WHAT YOU WILL DO – Reproduce the lines of the records starting with the line with "Draw the outline of every instance of the white wall." and going on through the line with "[[[139,64],[136,64],[134,75],[136,76],[144,76],[144,66]]]". Offset every polygon coordinate in the answers by -58 and leave all other text unchanged.
+++ INPUT
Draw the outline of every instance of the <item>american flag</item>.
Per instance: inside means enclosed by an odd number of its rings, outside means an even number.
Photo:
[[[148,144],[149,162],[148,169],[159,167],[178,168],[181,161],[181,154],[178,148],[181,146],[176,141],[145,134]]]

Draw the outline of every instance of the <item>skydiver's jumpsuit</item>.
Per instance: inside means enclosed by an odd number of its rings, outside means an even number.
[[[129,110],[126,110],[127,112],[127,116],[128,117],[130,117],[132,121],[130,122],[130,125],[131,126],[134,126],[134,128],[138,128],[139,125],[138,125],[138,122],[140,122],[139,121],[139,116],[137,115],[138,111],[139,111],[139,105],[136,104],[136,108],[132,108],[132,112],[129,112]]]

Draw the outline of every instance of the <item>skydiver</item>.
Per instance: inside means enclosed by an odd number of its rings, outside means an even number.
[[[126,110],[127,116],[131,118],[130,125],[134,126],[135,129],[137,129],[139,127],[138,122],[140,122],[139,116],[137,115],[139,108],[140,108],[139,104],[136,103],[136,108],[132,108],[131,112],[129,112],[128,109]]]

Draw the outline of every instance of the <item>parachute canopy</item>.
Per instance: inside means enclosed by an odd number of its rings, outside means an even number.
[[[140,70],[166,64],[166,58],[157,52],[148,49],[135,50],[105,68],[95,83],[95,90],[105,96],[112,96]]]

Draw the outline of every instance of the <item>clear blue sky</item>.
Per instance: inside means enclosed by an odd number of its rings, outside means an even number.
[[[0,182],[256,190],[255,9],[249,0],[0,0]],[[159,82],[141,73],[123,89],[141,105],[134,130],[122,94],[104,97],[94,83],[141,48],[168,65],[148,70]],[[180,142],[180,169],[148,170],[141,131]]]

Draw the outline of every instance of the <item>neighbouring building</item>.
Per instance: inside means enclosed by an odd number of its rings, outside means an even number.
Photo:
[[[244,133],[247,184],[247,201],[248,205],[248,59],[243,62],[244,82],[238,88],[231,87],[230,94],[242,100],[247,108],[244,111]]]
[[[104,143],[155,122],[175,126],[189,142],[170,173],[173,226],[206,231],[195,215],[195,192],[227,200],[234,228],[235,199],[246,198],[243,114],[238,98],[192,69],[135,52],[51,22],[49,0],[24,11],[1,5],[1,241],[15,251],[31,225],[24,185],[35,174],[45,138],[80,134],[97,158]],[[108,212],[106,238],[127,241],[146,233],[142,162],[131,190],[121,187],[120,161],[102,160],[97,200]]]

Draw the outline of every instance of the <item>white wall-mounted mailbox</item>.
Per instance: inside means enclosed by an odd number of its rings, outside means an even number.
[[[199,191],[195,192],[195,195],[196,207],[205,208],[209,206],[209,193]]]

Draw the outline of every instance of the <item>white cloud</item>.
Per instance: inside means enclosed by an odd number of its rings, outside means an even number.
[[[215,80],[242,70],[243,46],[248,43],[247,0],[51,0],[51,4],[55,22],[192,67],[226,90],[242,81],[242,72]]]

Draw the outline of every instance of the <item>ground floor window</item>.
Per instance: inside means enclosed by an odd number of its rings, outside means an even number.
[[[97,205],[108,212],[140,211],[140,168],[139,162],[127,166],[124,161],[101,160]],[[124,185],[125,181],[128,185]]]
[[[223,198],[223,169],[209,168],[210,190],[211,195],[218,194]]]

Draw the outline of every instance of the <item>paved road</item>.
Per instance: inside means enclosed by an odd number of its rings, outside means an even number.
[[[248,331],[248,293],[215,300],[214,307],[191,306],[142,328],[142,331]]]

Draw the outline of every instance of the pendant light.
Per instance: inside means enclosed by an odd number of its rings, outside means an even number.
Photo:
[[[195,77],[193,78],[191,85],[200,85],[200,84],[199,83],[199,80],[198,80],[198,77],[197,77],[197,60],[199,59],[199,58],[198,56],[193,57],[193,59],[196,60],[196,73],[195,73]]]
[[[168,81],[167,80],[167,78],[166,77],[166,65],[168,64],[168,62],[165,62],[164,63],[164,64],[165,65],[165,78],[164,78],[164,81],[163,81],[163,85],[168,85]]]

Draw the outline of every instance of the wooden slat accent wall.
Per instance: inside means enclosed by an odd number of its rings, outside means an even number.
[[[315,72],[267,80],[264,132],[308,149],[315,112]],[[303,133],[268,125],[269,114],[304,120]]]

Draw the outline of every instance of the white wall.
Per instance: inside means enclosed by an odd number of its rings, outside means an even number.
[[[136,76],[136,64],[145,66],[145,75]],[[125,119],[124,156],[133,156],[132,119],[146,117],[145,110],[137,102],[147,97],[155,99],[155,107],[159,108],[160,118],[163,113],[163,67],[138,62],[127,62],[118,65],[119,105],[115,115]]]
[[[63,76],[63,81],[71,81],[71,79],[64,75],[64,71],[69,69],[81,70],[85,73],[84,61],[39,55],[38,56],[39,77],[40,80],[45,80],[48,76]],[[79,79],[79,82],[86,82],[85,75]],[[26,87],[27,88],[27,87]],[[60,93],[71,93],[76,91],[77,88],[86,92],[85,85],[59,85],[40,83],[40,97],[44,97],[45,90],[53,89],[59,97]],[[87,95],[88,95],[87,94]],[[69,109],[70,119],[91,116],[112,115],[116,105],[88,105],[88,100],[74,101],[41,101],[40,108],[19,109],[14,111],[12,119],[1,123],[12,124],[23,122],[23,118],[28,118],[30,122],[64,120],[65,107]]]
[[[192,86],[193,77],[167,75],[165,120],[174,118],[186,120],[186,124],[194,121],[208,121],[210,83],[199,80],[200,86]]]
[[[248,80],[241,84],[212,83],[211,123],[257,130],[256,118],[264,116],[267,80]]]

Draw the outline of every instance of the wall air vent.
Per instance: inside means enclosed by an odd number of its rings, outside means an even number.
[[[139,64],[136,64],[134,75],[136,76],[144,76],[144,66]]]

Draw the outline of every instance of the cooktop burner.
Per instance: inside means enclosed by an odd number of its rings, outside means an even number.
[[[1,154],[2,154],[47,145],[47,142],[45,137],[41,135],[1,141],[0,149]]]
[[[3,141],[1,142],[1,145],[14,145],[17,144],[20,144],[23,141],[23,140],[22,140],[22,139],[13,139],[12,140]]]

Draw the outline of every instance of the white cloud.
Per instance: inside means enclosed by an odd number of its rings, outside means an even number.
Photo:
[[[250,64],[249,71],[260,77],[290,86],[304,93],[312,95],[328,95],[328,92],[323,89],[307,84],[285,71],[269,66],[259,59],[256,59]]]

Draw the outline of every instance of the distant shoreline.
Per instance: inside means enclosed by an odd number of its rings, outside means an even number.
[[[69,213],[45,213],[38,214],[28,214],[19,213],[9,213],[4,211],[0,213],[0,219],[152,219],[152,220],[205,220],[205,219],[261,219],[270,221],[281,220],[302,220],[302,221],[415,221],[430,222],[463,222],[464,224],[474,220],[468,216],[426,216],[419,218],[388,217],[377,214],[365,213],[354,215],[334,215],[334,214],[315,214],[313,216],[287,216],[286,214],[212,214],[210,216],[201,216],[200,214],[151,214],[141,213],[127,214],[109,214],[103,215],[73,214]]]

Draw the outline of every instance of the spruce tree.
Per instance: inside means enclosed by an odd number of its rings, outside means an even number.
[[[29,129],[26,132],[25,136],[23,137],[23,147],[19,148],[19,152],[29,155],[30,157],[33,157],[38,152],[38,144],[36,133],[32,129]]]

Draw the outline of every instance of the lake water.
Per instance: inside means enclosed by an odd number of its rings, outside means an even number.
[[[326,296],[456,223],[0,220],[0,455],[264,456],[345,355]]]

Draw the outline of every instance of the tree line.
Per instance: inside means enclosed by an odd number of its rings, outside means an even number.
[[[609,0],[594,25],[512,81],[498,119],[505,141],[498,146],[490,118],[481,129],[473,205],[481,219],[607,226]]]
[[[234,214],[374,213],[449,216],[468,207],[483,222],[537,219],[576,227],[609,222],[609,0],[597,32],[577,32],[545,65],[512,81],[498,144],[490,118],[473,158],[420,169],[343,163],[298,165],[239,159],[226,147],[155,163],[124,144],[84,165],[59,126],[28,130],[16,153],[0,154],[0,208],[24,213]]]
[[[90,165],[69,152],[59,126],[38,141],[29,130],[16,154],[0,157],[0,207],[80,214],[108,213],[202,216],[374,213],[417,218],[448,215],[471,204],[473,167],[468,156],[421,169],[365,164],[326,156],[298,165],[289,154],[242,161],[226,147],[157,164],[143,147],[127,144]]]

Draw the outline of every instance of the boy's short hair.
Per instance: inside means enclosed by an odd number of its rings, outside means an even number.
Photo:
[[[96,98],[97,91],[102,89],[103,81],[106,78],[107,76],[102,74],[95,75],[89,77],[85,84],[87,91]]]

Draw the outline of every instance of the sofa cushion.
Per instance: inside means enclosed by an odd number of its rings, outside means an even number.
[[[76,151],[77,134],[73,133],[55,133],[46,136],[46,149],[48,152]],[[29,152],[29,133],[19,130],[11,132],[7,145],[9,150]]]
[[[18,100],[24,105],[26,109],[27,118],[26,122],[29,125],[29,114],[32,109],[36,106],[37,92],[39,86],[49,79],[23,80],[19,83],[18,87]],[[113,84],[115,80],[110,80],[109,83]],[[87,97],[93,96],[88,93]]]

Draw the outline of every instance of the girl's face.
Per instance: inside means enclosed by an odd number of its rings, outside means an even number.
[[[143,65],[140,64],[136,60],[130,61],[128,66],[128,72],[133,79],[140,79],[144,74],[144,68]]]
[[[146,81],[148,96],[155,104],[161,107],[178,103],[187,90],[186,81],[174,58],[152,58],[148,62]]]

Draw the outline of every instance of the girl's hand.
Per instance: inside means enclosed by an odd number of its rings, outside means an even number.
++++++
ANSWER TO THE TASK –
Draw the outline of every instance of the white wall.
Per instance: inside means enclosed by an odd number of its rings, outside means an even number.
[[[78,18],[78,6],[87,8],[87,17]],[[67,61],[66,98],[75,98],[74,61],[88,59],[87,52],[79,44],[89,39],[97,41],[97,49],[101,50],[102,60],[105,55],[105,9],[80,4],[69,4],[60,7],[61,47],[57,57]]]
[[[5,18],[5,23],[13,23],[13,21],[6,17],[6,13],[11,11],[23,12],[27,15],[26,3],[-19,-3],[-20,-2],[-19,19],[-18,22],[-13,22],[-10,18]],[[21,21],[21,24],[28,24],[27,17]],[[-32,29],[-31,30],[-31,29]],[[2,35],[13,35],[18,33],[19,30],[28,34],[27,27],[1,27],[-18,25],[-18,39],[-14,39],[-13,32],[-5,31],[1,39]],[[29,37],[30,37],[29,36]],[[11,51],[12,61],[33,58],[54,57],[58,47],[30,47],[30,42],[16,43],[-17,43],[-18,50],[-39,51],[-44,53],[-46,61],[-57,65],[-46,66],[-35,64],[-35,60],[-30,60],[-28,64],[6,62],[7,49]]]
[[[134,28],[135,19],[109,17],[107,62],[116,60],[128,62],[128,66],[136,63],[150,63],[152,25],[141,22],[142,28]]]
[[[190,22],[183,26],[154,25],[153,65],[199,72],[198,60],[206,58],[209,22]]]

Draw the outline of every instance of the wall air vent.
Per instance: inside means enclosed by an odd number of its rings, outside means an even number.
[[[81,6],[78,6],[76,17],[78,18],[86,18],[86,8]]]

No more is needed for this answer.